==== Input data ====

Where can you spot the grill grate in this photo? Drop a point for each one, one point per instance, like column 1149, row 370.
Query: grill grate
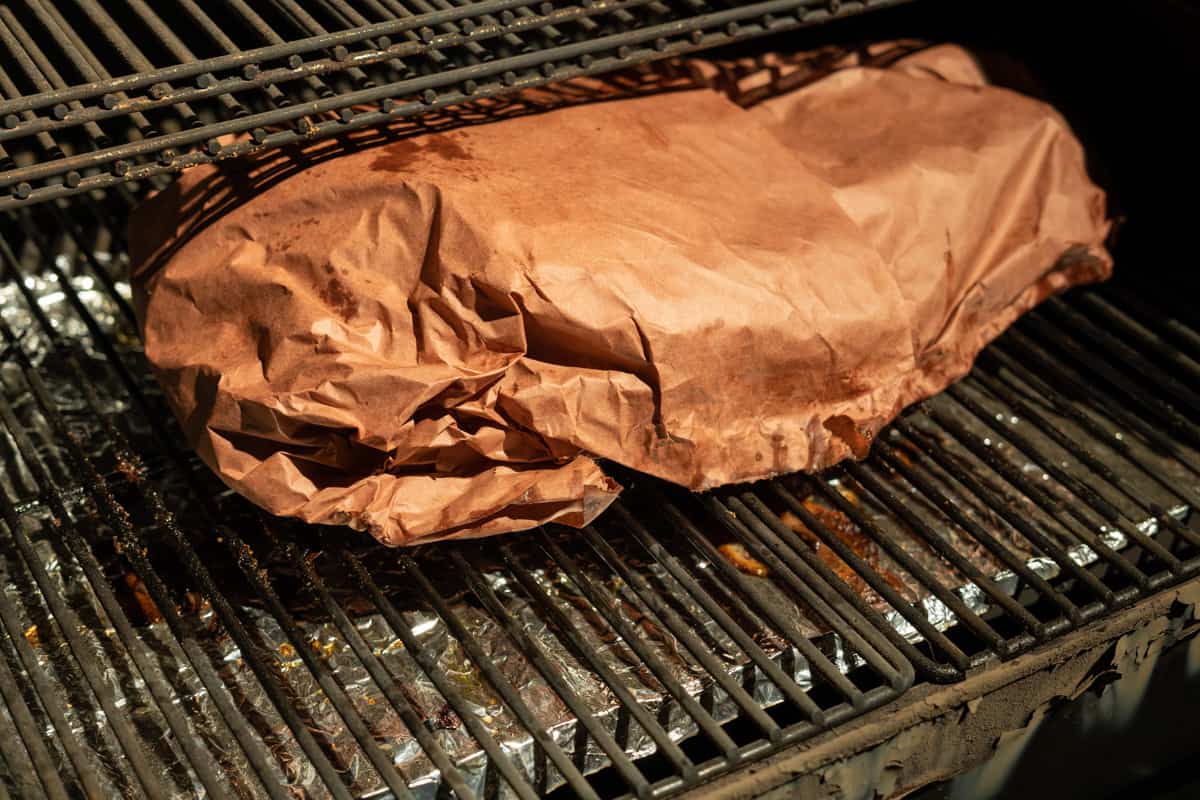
column 96, row 94
column 165, row 637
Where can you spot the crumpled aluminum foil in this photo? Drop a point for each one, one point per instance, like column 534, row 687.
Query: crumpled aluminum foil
column 328, row 644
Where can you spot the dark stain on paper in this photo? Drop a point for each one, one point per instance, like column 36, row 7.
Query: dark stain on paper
column 337, row 296
column 399, row 157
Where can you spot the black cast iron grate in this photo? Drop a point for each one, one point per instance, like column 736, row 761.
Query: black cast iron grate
column 93, row 94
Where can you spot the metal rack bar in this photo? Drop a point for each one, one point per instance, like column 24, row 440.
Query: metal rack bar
column 648, row 36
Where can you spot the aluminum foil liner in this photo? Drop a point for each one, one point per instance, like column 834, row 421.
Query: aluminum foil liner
column 76, row 341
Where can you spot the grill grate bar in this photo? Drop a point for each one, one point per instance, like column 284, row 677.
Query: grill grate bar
column 427, row 662
column 1092, row 500
column 672, row 621
column 497, row 679
column 918, row 479
column 816, row 660
column 959, row 660
column 635, row 643
column 975, row 486
column 51, row 698
column 790, row 689
column 681, row 762
column 1066, row 316
column 813, row 590
column 1097, row 305
column 43, row 72
column 941, row 591
column 257, row 578
column 1089, row 458
column 1061, row 373
column 628, row 32
column 534, row 654
column 1059, row 338
column 1015, row 379
column 1183, row 336
column 69, row 623
column 27, row 747
column 892, row 499
column 379, row 674
column 1038, row 494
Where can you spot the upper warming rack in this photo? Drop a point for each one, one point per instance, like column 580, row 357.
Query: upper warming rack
column 94, row 94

====

Copy out every line of the records above word for word, leaving out the pictures.

**Final answer**
Where can you spot the grill grate in this photo? Drop a point for each one, one point per instance, like column 1149, row 370.
Query: grill grate
column 96, row 94
column 165, row 637
Where can you spot the crumpled aluminum foil in this photo? Drop a point for each one, one point per instance, like column 534, row 687.
Query: crumpled aluminum foil
column 328, row 644
Where can you spot the dark stain on paper in this photo? Drop a point for each one, one point per instance, like column 36, row 7.
Query: dark stain on paper
column 337, row 296
column 399, row 157
Where can you spot the black cast iron grate in this photo? Drop a point for each one, one point per instance, like column 736, row 761.
Query: black cast iron grate
column 93, row 94
Where can you spot the metal rack bar in this photo? Drop a point for each one, one point per instance, like column 24, row 440.
Query: metal rack bar
column 648, row 36
Where can you spot the aluminum foil liner in this photo? Drop a point for each one, one point per instance, like column 834, row 421.
Query: aluminum foil liner
column 76, row 341
Where can you spot the grill grate bar in this photo? Drop a point for each one, one point per instance, like column 284, row 677.
Query: grill grate bar
column 427, row 662
column 1092, row 500
column 672, row 621
column 497, row 679
column 918, row 479
column 816, row 660
column 959, row 660
column 635, row 643
column 975, row 486
column 51, row 698
column 790, row 689
column 681, row 762
column 1066, row 316
column 813, row 590
column 1097, row 305
column 43, row 72
column 941, row 591
column 257, row 578
column 1089, row 458
column 1061, row 373
column 628, row 32
column 534, row 654
column 1059, row 338
column 1015, row 379
column 1183, row 336
column 69, row 623
column 27, row 747
column 892, row 499
column 379, row 674
column 1038, row 494
Where can you spot the upper warming rack in this photo? Drop a point for each one, one point per instance, like column 580, row 357.
Query: upper warming rack
column 94, row 94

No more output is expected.